═════ Dataset rows ═════

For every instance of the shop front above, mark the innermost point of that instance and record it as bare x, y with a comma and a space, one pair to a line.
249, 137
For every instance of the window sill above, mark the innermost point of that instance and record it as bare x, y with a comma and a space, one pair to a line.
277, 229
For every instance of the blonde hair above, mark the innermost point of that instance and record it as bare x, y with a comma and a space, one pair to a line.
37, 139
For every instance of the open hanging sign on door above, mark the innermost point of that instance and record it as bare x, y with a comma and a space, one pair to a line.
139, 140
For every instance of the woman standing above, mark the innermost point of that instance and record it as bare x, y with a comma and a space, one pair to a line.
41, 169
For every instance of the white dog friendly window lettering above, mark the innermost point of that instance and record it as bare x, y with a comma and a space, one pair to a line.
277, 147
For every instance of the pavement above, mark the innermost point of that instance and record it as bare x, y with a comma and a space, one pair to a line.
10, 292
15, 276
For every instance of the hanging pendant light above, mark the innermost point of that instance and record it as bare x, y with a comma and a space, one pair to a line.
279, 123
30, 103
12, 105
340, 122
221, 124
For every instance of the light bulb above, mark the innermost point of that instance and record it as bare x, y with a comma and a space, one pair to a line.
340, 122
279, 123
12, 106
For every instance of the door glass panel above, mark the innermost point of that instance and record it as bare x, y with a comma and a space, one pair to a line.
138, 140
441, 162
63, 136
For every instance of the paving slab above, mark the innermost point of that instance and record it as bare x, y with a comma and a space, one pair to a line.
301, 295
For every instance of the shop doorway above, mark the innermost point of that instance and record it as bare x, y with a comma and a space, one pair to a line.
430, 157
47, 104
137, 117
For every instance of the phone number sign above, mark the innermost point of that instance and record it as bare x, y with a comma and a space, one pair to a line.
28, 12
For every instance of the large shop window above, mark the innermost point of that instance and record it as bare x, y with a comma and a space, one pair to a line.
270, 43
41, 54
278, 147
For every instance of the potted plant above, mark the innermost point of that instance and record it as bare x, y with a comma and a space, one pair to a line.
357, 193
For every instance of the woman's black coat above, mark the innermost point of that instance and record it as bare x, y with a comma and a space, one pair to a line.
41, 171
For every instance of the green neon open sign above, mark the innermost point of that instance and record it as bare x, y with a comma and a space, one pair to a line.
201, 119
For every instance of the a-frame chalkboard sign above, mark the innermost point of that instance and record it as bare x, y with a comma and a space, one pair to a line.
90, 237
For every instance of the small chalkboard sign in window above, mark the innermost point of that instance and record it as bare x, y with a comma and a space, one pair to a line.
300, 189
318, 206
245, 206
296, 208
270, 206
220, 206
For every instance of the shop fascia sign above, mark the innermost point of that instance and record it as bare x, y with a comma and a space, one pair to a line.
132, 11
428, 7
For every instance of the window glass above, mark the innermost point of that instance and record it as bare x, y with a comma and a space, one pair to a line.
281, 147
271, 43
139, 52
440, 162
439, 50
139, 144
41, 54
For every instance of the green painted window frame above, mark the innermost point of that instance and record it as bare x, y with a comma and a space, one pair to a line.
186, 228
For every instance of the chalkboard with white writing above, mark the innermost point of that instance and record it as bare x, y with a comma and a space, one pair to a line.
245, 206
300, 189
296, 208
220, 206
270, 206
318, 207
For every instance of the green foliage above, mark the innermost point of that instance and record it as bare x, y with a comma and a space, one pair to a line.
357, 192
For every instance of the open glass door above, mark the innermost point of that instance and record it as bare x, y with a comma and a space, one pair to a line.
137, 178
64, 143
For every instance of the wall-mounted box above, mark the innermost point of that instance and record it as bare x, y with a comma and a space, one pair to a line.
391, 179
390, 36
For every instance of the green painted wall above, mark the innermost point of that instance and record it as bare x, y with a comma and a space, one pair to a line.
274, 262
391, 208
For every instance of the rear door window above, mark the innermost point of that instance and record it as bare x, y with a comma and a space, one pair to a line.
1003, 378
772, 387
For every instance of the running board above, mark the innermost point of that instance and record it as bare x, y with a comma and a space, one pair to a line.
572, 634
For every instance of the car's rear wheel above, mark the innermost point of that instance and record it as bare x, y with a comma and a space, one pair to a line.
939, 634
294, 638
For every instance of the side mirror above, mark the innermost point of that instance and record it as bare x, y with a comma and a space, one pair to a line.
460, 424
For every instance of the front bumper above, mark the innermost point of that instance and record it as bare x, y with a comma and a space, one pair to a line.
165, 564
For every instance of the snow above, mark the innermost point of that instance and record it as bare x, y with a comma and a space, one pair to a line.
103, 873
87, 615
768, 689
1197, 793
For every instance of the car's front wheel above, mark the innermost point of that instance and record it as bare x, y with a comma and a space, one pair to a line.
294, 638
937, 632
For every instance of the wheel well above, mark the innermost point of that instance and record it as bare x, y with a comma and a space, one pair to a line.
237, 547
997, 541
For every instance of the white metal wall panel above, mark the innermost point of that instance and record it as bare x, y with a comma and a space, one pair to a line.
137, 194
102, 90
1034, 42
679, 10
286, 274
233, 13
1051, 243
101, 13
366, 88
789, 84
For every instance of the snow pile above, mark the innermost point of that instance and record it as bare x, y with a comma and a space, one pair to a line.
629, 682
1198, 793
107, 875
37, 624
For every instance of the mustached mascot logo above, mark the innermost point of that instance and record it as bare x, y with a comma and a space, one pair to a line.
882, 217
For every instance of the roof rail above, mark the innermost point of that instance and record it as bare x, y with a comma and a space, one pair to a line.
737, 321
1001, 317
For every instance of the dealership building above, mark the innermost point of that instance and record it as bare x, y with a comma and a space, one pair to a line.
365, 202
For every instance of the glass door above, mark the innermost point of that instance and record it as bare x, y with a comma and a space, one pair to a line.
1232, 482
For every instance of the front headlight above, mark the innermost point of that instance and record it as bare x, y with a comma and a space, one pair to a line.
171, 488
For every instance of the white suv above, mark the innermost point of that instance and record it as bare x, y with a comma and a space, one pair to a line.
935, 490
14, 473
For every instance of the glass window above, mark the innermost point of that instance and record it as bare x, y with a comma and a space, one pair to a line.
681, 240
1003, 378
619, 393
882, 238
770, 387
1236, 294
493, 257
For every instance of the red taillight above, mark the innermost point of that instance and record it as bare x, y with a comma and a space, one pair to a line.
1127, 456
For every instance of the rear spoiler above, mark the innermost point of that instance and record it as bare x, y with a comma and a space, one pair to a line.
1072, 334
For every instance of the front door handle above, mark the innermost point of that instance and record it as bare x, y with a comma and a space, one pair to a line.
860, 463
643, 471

═════

### Work to complete
Return the entire listing above line for line, without altering a single character.

### Response
For every instance of the shop front above, mark the innermost point of that instance and record it as bare x, y with a comma and a space, one pair to a line.
249, 137
For every instance of the window sill above, mark the innermost point of that instance and record it as bare x, y with a comma and a space, one pair to a line.
277, 229
For every instance of the blonde hair above, mark the innermost point of that instance and record it as bare x, y with a comma and a space, one pair to a line.
37, 139
For every instance of the open hanging sign on door above, mark the innermost point of that instance and record it as bare x, y with a comma and a space, one pair to a line.
139, 140
For every instance of the woman standing above, mark the innermost point of that instance and record it as bare x, y with a comma and a space, one pair to a line.
41, 169
For every instance of the white dog friendly window lettering above, mark the innermost point of that instance and record it as bare x, y with a comma and a space, one pair to a line.
277, 147
For every instance of the pavement above, mark the innermost point of that instance and record it as bare x, y with a comma and a space, one pair to a line.
10, 292
15, 276
For every instance of the hanging pendant light above, mark the innermost point of that instance and record it as bare x, y with a comma and a space, one pair to a line.
279, 123
30, 103
12, 105
340, 122
221, 124
For every instance of the light bulb above, mark the innermost point of that instance and record it as bare x, y with a comma and a space, one pair to a line.
340, 122
279, 123
12, 106
For every instance of the door glass panel above, mark the innermost point of that instance and record it as bare x, y with a comma and a space, one pair to a line.
138, 140
441, 162
63, 136
For every instance of the paving slab above, mark the innermost point of that instance and record it as bare x, y with a comma and a space, one pair to a line.
301, 295
For every instance of the shop doorway above, mark the innermost point of that instance and record it as bare x, y with a comma and a space, one pair to a line.
430, 157
47, 104
137, 117
For every instance of the phone number sign above, mark the innermost point of that instance and record it as bare x, y with a comma and a space, one pair to a line.
28, 12
For every instance of the large shop window above, mark the innermost point of that instance and record it as bare x, y with a comma and a space, one pair to a line.
270, 43
41, 54
278, 147
For every instance of the potted plant above, mark the innermost point of that instance and record it as bare x, y with a comma and a space, one pair to a line.
357, 193
For every instance of the woman's black coat above, mark the innermost point of that instance and record it as bare x, y with a comma and a space, one pair to a line.
41, 171
For every instance of the green neon open sign above, mark the innermost point of that instance and record it as bare x, y with a comma and a space, one pair to a line.
201, 119
For every instance of the a-frame chalkboard sign above, mark the innermost point of that instance and record it as bare x, y with a comma and a space, one pair to a line.
90, 237
For every instance of the small chalkboard sign in window above, mark the innermost point of that instance and record it as bare x, y with a comma and a space, one pair to a line.
300, 189
318, 206
245, 206
296, 208
270, 206
220, 206
For every instance of the shop fascia sign above, mark the innermost point of that instance and record it as bare x, y with a comma and a space, one pair to a line.
132, 11
428, 7
For every instance of the window glass above, mark the innermost point of that instance and record it as bare x, y with a comma and a space, one pair to a line.
281, 147
271, 43
139, 52
440, 162
439, 50
139, 144
41, 54
For every instance of the green painted window frame above, mark the innermost point of that instance and record it as bare x, y with a comma and a space, one pair to a line.
186, 228
For every instance of the chalkboard with white writing above, mark the innermost point of that instance and record it as bare x, y with a comma and a space, one pair to a line.
245, 206
300, 189
296, 208
220, 206
270, 206
318, 207
For every instance of the green foliage above, mark the innermost point of that instance and record it as bare x, y with a comma and a space, one pair to a line.
357, 192
For every instance of the open glass door above, mark the innermost point of that instance and record it as bare x, y with a comma and a space, one pair to a line.
137, 178
64, 143
For every instance of the wall-mounted box above, mark the innermost point of that instance and record it as bare x, y with a comma and a space, one pair to a line.
391, 179
390, 36
For every instance of the green painted wall above, mark the innermost point of that instance and record it as bare x, y with a comma and a space, one pair to a line.
274, 262
391, 208
For every instance of the rear door window above, mark the innermost point of that instance and record it as bare x, y with a comma and a space, one pair to a line.
1003, 378
772, 387
For every instance of the running board above, mark the innermost point of that instance and record it as bare x, y with a comma and a space, one pair to a line.
572, 634
For every instance of the car's rear wheel above, mark the innermost point of that instance and record it as bare x, y with a comma and a space, one pair to a line.
939, 634
294, 638
For every instance of the side mirror above, mark the innermost point of that instance and record it as bare x, y with a comma and a space, one pair to a line.
460, 424
For every instance of the front bumper above, mark the innermost point of that instance and record it as bare x, y with a comma and a space, one pair to a line.
165, 564
For every instance of the snow above, mark the innermost point of that instance and record it as bare x, y with a comma and a space, one pair to a line.
103, 873
87, 615
768, 689
1197, 793
For every instance of the car's front wheel above, mark the innermost point of that instance and record it as bare x, y with a comma and a space, one pair to a line.
294, 638
937, 632
For every instance of the wheel well above, mark the innermost point of that instance and record it as bare x, y with a comma and a space, one pair to a line.
237, 547
997, 541
For every instance of the white metal wall panel above, mark the innermost point of that instance and record it as bare x, y with a comma and a space, one pair to a line.
137, 194
102, 90
1034, 42
679, 10
286, 274
233, 13
1051, 243
101, 13
366, 88
789, 84
For every instance of the snow pile above, mark the innermost point of that instance and record it as bare x, y with a comma and a space, one pair to a line.
629, 682
1198, 793
107, 875
37, 624
For every instance of the mustached mascot logo above, mark the innermost point of that instance and record it as bare x, y with a comma and a space, one pair to a line.
882, 217
For every instance of the roof rail above, mark the innermost point of that instance and record it as bare x, y with a comma and a space, one pair to a line.
737, 321
1001, 317
For every instance of the dealership building above, mark the innermost point of that instance and record it as bare x, y with a comma and a space, one pair to a line.
365, 202
For every instance of the glass door above, mark the innermost point of that instance and record it as bare x, y with a comma and a space, one pair to a line.
1232, 482
For every instance of the front headlight above, mark the innermost point of that instance and record it as bare x, y with a comma and a space, one pair to a line.
171, 488
For every instance of the white suv above, mark the innermost point of that instance and record it as bare x, y with a comma and a space, one pair to a line.
935, 490
14, 473
For every instance of the glass window above, mark the innermost point of that instance and record it as bare x, y with a comma and a space, one pair to a line.
681, 240
1003, 378
619, 393
882, 238
770, 387
1236, 294
493, 257
For every instance of the red taillight above, mark the innermost point of that instance and record it as bare x, y with a comma and a space, one pair to a line.
1127, 456
For every instance of the rear spoiler above, mark the innermost point of that instance and record it as bare x, y with a comma and a space, one pair to a line.
1072, 334
For every instance of the front door handle above, mark the innermost point of that instance and record it as bare x, y with a comma and a space, one pair to a line.
860, 463
643, 471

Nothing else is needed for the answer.